(Document excerpt begins)
05:52 PM CDT on Friday, October 10, 2008

Meg Farris / Eyewitness News Medical Reporter

Video: Watch the Story

Men who make it into their late middle-aged and senior years are going to have something unpleasant in common, a health condition that might be embarrassing and can drastically affect their quality of life.  But now a quick procedure can turn this prostate condition around.
Seventy-five year old Lloyd DiGiovanni stays fit, keeping up his workout routine for 40 years. But several years ago a common problem for men his age was keeping him up at night.

"You'd lay back down and maybe an hour later you'd get up and go again  and you lay down and you get up and go again," says Lloyd DiGiovanni. So how did not getting a good night's sleep affect his life?

"It really up set me because I didn't rest properly."

The same condition made it hard for him to make it across the 24-mile Causeway.

"There's no place, so once you get to the other side, the south shore, and you've got to stop and go to the restroom," Mr. DiGiovanni adds.
(Document excerpt ends)
(Extracted material begins)
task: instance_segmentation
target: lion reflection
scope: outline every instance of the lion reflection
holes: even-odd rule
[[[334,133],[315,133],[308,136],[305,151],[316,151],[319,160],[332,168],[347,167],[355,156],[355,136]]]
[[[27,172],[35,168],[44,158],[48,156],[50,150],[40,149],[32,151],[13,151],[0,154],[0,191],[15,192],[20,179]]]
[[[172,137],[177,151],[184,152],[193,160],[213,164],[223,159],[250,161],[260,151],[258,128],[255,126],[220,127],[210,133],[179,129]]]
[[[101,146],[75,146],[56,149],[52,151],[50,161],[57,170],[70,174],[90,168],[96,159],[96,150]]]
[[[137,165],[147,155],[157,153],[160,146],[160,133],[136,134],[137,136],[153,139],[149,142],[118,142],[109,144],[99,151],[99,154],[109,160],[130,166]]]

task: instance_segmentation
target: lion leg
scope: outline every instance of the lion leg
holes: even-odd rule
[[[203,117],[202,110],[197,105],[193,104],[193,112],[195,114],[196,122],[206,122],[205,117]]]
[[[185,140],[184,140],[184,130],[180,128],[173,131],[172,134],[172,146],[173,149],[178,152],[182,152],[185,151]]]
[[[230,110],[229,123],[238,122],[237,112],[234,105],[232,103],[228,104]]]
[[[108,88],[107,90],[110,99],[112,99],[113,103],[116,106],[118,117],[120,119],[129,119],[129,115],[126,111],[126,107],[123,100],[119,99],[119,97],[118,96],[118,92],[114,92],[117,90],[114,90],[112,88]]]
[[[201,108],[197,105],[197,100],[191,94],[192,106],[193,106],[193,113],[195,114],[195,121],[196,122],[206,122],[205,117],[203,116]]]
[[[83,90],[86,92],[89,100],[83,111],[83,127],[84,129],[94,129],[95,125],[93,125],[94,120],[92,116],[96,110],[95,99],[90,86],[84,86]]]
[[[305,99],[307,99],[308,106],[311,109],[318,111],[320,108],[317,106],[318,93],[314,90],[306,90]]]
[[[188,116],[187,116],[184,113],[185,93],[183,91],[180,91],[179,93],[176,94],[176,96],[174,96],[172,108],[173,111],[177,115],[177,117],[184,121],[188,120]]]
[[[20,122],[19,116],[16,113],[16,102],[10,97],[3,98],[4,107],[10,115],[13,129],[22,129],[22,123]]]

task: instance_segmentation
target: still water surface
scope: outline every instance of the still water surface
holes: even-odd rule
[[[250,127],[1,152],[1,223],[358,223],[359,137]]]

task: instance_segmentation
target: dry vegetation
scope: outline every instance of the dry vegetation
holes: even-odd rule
(Extracted material ends)
Things to do:
A: In the prostate health news article, for how many years has Lloyd DiGiovanni kept up his workout routine?
B: Decide whether each statement agrees with the prostate health news article: (i) Lloyd DiGiovanni is seventy-five years old. (ii) The Causeway is 12 miles long. (iii) The condition was keeping Lloyd DiGiovanni up at night. For each, answer yes or no and quote the words from the article that decide it.
C: Resume the prostate health news article from the point where it stops.

Outputs by task:
A: 40 years

B:
(i) Yes: "Seventy-five year old Lloyd DiGiovanni stays fit"
(ii) No: "the 24-mile Causeway"
(iii) Yes: "a common problem for men his age was keeping him up at night"

C:
It was an enlarged prostate. After men become 50, it begins to get bigger. Fourteen million men in the U.S. have the condition.

"The prostate gland is a walnut-sized organ at the base of the bladder which surrounds the urethra, which is the tube that allows the urine to exit the body. So when the bladder contracts, if the prostate gland has grown, it is constricting or compressing the urethra, retarding the flow of urine outside of the body," says Touro urologist Dr. Neil Baum.

The symptoms include: A poor urinary stream, getting up at night to urinate, urinating frequently, needing to urinate immediately without the ability to wait, dribbling, a difficult time starting the flow and, in rare cases, about 5 percent of the time men won't be able to urinate at all.

"One night, I was exercising and after exercising I went home. When I got home, I couldn't urinate and my whole body just felt horrible," Mr. DiGiovanni adds.
"That's an emergency and he has to get to the emergency room or see a doctor immediately to get relief that is terribly, terribly painful," says Dr. Baum.
"Urologist Dr. Baum says there are medications that shrink and relax the prostate but they stop working after a few years, so Lloyd turned to a microwave machine that many men don't know about.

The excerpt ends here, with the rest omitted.